• Point-per-instance localization data:
━━━━━━━━
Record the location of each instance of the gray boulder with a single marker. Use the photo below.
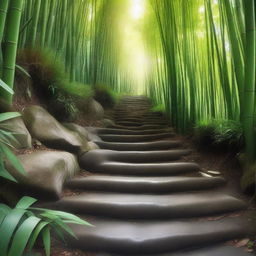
(107, 122)
(20, 132)
(45, 128)
(46, 171)
(96, 110)
(77, 128)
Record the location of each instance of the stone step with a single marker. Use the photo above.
(126, 132)
(102, 155)
(135, 169)
(142, 127)
(153, 237)
(140, 119)
(157, 207)
(144, 184)
(217, 250)
(139, 146)
(134, 138)
(135, 124)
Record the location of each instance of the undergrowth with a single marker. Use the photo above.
(219, 134)
(105, 96)
(63, 99)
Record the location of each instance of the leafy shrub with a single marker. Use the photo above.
(45, 70)
(5, 152)
(23, 224)
(62, 98)
(219, 134)
(105, 96)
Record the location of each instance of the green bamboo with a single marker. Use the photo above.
(10, 45)
(249, 82)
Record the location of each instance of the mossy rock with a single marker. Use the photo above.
(22, 137)
(46, 172)
(45, 128)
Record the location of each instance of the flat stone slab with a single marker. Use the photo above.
(140, 123)
(140, 206)
(100, 155)
(134, 138)
(142, 127)
(135, 169)
(144, 184)
(139, 146)
(152, 237)
(207, 251)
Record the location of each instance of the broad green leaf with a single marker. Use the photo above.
(8, 226)
(47, 241)
(22, 236)
(64, 215)
(6, 87)
(25, 202)
(14, 161)
(4, 210)
(5, 174)
(36, 233)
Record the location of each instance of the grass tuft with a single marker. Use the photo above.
(219, 134)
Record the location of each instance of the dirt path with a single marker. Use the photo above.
(148, 197)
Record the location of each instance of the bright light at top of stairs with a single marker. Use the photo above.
(137, 8)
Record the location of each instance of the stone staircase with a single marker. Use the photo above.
(143, 199)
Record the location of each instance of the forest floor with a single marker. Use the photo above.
(224, 162)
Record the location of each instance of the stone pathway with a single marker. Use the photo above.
(143, 199)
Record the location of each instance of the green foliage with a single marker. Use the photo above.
(158, 108)
(77, 90)
(5, 152)
(45, 70)
(64, 99)
(219, 134)
(23, 225)
(105, 96)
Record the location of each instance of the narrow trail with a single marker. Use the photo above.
(144, 199)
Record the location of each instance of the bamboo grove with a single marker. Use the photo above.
(197, 57)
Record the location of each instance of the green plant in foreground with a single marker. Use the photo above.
(105, 96)
(219, 133)
(5, 152)
(23, 224)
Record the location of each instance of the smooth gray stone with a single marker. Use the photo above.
(140, 119)
(142, 127)
(158, 207)
(152, 237)
(144, 184)
(45, 128)
(101, 155)
(126, 132)
(218, 250)
(46, 171)
(139, 146)
(140, 123)
(134, 138)
(22, 137)
(156, 169)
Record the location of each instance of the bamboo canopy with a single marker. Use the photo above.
(194, 57)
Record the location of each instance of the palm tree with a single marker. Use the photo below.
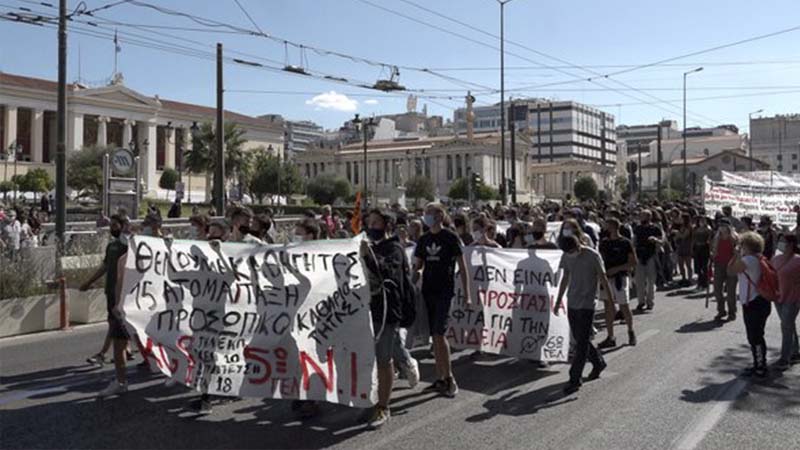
(200, 158)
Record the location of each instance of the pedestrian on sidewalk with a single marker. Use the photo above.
(746, 265)
(787, 263)
(583, 271)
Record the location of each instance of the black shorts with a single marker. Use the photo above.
(438, 305)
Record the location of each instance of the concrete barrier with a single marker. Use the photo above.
(87, 307)
(29, 315)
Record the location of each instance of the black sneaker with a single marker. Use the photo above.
(438, 386)
(607, 343)
(571, 388)
(596, 371)
(631, 338)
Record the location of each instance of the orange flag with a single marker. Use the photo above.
(355, 223)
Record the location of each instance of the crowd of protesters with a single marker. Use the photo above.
(612, 252)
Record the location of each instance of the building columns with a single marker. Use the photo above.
(127, 133)
(74, 132)
(102, 132)
(10, 127)
(37, 135)
(169, 148)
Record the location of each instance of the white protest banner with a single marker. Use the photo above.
(252, 320)
(513, 293)
(755, 201)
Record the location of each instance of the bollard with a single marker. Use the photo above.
(62, 297)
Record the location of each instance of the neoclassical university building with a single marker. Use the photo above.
(157, 129)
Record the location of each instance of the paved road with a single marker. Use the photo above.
(677, 389)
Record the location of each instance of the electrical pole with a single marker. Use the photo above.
(61, 131)
(658, 163)
(219, 168)
(512, 129)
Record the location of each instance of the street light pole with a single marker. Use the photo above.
(502, 104)
(685, 74)
(750, 131)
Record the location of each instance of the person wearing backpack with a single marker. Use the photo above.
(754, 274)
(787, 263)
(387, 266)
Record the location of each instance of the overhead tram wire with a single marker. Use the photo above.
(673, 110)
(543, 54)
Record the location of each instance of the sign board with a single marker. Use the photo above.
(122, 161)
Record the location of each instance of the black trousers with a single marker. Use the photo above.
(580, 324)
(755, 314)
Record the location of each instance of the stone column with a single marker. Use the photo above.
(10, 127)
(102, 132)
(147, 155)
(37, 135)
(127, 133)
(169, 149)
(74, 132)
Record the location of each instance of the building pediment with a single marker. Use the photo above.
(116, 94)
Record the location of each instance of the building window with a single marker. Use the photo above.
(449, 167)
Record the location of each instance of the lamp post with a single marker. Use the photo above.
(502, 103)
(685, 74)
(750, 130)
(364, 125)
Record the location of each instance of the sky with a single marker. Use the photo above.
(552, 49)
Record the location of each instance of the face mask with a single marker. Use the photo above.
(429, 220)
(374, 234)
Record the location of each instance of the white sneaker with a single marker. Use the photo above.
(412, 373)
(114, 388)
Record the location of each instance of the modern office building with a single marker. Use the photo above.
(776, 140)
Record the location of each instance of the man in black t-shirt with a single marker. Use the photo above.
(619, 260)
(437, 253)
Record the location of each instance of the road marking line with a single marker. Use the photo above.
(723, 401)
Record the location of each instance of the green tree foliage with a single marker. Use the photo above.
(585, 188)
(419, 187)
(264, 178)
(85, 172)
(327, 188)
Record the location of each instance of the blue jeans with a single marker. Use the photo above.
(788, 314)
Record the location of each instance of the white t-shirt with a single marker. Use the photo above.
(748, 288)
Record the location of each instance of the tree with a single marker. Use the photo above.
(265, 175)
(460, 190)
(201, 157)
(585, 188)
(36, 181)
(327, 188)
(419, 187)
(85, 172)
(168, 180)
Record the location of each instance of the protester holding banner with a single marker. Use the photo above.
(115, 250)
(583, 272)
(787, 263)
(436, 255)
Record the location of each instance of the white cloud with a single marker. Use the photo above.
(333, 100)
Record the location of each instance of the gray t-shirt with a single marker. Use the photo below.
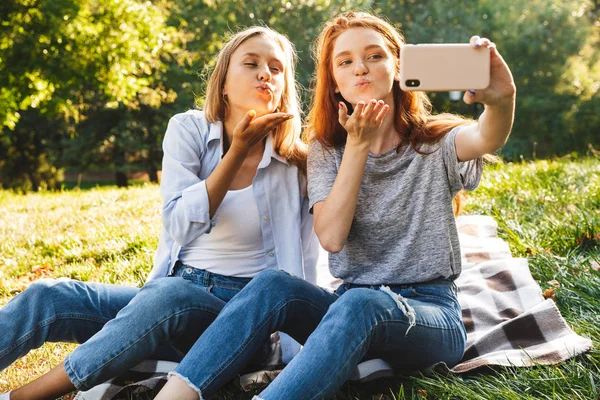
(403, 229)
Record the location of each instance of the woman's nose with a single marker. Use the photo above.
(360, 69)
(264, 74)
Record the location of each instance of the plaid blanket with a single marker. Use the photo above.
(508, 320)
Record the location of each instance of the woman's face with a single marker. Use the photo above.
(363, 66)
(256, 77)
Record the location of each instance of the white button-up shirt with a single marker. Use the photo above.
(192, 149)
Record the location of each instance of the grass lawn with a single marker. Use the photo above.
(548, 211)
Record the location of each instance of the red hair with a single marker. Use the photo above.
(412, 114)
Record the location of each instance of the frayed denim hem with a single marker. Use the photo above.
(73, 376)
(403, 306)
(187, 381)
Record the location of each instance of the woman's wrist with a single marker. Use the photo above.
(360, 145)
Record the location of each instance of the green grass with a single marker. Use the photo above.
(548, 211)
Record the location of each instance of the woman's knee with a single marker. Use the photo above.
(277, 283)
(354, 305)
(165, 292)
(45, 291)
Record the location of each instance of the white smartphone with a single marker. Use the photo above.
(444, 67)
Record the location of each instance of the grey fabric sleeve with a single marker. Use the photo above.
(461, 175)
(322, 171)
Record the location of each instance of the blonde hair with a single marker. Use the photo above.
(286, 137)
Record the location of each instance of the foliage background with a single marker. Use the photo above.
(90, 84)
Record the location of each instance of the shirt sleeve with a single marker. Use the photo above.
(310, 242)
(185, 211)
(322, 171)
(461, 175)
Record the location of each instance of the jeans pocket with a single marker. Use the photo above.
(437, 294)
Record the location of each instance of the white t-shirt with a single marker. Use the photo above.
(234, 247)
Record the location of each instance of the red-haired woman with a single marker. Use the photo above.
(382, 175)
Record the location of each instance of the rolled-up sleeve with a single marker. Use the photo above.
(185, 212)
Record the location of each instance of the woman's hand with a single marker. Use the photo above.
(501, 91)
(249, 131)
(362, 125)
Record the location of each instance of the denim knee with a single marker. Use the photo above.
(277, 284)
(170, 293)
(42, 292)
(354, 305)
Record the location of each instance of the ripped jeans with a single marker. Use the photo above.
(410, 327)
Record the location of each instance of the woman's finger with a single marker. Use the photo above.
(382, 112)
(377, 109)
(245, 122)
(358, 110)
(342, 113)
(369, 109)
(474, 96)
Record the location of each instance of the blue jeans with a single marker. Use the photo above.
(409, 326)
(118, 326)
(61, 310)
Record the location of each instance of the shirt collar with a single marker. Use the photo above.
(217, 132)
(270, 153)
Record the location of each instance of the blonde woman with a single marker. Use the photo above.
(233, 188)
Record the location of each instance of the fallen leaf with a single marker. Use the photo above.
(554, 283)
(549, 294)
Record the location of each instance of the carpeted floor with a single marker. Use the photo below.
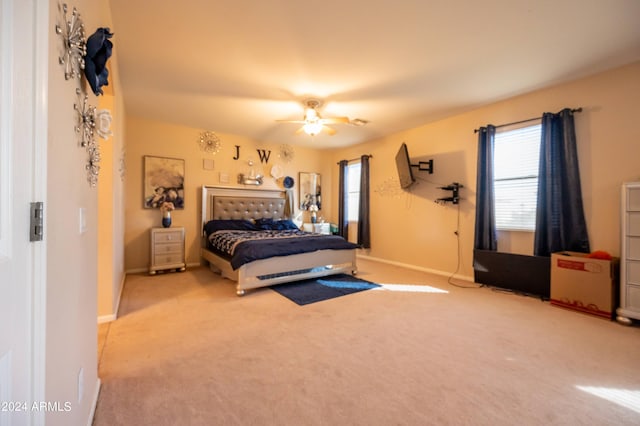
(186, 350)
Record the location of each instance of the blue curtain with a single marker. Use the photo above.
(485, 237)
(560, 222)
(343, 217)
(364, 234)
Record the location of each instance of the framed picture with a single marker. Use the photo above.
(163, 182)
(310, 191)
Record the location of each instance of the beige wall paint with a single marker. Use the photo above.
(409, 227)
(72, 256)
(111, 201)
(147, 137)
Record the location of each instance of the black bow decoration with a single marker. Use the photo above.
(99, 49)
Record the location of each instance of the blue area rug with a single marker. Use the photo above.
(319, 289)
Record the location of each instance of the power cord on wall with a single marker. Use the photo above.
(459, 257)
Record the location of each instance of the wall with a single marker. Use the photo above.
(72, 265)
(148, 137)
(111, 201)
(409, 228)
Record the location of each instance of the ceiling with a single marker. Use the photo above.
(237, 66)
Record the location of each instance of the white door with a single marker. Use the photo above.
(19, 380)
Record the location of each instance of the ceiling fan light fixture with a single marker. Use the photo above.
(312, 128)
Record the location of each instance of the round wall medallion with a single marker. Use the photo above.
(286, 153)
(209, 142)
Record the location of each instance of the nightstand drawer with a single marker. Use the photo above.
(169, 248)
(168, 259)
(167, 237)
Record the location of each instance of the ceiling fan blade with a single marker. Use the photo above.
(291, 121)
(335, 120)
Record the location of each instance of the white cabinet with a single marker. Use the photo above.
(630, 254)
(167, 249)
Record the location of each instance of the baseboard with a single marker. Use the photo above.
(94, 403)
(417, 268)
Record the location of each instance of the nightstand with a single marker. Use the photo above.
(167, 249)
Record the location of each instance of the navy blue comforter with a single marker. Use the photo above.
(247, 246)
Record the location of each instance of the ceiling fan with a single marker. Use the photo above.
(313, 123)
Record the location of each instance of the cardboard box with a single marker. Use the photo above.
(584, 284)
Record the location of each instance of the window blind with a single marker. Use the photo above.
(516, 160)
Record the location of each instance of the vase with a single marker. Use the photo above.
(166, 219)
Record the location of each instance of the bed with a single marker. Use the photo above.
(234, 205)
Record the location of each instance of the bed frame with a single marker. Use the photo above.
(240, 203)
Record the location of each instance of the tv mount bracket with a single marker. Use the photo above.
(424, 166)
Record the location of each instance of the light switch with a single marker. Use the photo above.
(83, 220)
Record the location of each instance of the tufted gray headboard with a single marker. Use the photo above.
(247, 208)
(241, 203)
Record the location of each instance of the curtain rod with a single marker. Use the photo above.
(354, 159)
(525, 121)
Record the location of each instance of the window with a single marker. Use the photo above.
(516, 159)
(353, 194)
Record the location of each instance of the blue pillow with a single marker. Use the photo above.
(269, 224)
(265, 223)
(230, 225)
(285, 224)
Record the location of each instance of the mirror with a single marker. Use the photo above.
(310, 191)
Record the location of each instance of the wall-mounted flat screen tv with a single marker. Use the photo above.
(403, 164)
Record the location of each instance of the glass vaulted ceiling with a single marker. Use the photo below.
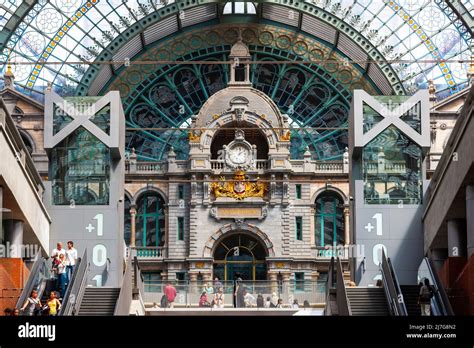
━━━━━━━━
• Problem statement:
Above are the records. Copy exactly, and only, the lines from the line containing "Record the location of each instance of the tufted" through the last one, omitting any pictures.

• Expected output:
Record the location of each instance of the tufted gray headboard with a single marker. Use the photo above.
(247, 208)
(241, 203)
Record the location of each instance of the curtain rod with a single marker. Use the photo above.
(354, 159)
(525, 121)
Record the location of each instance of the window with a single marker. Use the photo above.
(516, 159)
(353, 194)
Record the location of each instance of the blue pillow with a single marker. Use the photo above.
(269, 224)
(265, 223)
(230, 225)
(285, 224)
Record the location of each instance of the mirror with a single marker. Use the photo above.
(310, 191)
Record the location of each instance of the wall-mounted flat screen tv with a single marker. Use the photo above.
(403, 164)
Record the location of each instance of the glass vaulted ceiling with a single marker. Use the photo below.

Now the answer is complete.